Look through the records and copy every line in which "sign" appears.

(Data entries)
-=-=-=-=-

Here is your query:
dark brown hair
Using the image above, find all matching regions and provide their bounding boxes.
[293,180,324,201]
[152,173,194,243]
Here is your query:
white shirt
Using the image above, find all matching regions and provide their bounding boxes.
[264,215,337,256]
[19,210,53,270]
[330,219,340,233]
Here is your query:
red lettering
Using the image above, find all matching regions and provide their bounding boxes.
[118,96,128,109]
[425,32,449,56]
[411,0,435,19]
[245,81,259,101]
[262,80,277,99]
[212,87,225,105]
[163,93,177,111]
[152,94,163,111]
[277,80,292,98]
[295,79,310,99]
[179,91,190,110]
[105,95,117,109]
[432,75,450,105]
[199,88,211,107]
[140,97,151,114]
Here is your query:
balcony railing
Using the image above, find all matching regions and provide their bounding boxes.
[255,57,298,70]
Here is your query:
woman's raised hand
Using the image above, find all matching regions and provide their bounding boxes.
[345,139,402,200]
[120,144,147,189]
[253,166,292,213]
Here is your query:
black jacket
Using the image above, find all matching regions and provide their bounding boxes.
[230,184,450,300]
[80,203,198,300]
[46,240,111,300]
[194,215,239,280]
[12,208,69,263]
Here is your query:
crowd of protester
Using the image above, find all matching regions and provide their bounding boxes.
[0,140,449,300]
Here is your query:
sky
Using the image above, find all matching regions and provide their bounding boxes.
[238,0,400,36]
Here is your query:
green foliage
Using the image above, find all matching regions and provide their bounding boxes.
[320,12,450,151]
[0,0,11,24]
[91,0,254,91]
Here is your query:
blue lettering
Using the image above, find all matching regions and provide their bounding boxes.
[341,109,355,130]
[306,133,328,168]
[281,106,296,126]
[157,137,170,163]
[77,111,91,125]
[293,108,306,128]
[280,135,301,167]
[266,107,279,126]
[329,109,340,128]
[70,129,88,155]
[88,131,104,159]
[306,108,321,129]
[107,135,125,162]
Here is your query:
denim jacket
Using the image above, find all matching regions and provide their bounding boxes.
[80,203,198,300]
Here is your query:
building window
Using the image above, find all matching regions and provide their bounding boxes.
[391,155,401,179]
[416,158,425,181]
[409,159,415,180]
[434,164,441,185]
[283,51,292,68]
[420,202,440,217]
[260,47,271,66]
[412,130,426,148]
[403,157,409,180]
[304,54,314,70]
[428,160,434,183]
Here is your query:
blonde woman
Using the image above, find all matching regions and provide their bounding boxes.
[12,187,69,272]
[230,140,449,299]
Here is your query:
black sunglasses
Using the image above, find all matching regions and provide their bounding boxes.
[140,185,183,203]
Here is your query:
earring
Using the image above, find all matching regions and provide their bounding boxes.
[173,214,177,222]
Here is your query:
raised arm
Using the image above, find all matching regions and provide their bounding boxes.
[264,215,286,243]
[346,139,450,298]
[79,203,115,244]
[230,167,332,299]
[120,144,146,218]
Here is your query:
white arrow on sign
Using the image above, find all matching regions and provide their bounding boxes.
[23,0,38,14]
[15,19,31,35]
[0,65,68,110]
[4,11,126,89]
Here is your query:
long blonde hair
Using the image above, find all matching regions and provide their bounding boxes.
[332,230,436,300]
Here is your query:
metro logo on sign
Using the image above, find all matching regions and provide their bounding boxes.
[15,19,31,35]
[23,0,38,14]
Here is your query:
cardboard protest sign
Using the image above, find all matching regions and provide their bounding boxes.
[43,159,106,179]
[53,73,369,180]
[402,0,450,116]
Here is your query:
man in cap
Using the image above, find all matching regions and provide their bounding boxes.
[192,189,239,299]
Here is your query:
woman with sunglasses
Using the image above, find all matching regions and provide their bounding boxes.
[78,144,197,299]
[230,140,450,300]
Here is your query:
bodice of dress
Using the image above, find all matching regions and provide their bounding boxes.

-=-=-=-=-

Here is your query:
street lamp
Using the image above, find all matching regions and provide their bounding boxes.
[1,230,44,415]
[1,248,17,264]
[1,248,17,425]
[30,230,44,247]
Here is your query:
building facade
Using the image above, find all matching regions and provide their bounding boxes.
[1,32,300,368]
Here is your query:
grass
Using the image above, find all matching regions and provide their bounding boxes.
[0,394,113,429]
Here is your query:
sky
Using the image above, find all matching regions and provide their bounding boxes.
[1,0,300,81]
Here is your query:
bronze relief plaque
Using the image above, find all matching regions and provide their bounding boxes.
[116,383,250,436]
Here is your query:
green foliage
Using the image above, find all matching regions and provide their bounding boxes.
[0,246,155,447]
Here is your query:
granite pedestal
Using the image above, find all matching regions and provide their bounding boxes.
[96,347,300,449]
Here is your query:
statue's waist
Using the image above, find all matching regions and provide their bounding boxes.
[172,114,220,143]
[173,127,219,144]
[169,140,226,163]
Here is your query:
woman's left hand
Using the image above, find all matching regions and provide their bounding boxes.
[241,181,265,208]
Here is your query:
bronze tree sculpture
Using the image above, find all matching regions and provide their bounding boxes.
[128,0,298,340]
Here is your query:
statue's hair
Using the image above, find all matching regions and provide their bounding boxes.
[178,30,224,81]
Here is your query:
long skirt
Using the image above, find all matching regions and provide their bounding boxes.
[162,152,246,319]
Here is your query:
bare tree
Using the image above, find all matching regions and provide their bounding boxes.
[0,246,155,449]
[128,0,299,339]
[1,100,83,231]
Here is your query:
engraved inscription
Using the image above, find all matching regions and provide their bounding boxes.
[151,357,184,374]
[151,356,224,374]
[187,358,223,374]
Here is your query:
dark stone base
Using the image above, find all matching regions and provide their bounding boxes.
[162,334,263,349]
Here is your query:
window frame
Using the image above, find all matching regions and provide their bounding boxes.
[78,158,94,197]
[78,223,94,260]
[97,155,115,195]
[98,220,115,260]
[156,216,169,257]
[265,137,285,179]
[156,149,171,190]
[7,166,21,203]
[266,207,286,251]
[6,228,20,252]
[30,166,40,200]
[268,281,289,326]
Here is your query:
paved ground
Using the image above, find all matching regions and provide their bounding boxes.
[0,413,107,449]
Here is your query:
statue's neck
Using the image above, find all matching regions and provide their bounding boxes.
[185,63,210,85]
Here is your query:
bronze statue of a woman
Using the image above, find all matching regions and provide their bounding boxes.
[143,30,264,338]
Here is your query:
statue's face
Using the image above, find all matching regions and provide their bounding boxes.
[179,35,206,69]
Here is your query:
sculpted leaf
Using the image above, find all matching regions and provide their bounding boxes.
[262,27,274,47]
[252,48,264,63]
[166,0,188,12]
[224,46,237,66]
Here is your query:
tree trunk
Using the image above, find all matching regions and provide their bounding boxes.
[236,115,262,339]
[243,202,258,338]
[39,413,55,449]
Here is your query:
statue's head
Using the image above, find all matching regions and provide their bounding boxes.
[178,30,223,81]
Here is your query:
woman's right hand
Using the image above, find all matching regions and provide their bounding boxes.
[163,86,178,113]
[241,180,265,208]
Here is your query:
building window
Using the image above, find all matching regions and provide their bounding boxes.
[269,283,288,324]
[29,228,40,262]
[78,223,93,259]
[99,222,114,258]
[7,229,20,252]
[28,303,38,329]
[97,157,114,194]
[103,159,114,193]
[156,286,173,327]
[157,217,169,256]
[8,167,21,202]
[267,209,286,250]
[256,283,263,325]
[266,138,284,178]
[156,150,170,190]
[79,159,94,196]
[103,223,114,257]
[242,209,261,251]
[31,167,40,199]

-=-=-=-=-

◆ ANSWER BOX ◆
white arrow on sign
metro logo on sign
cardboard protest sign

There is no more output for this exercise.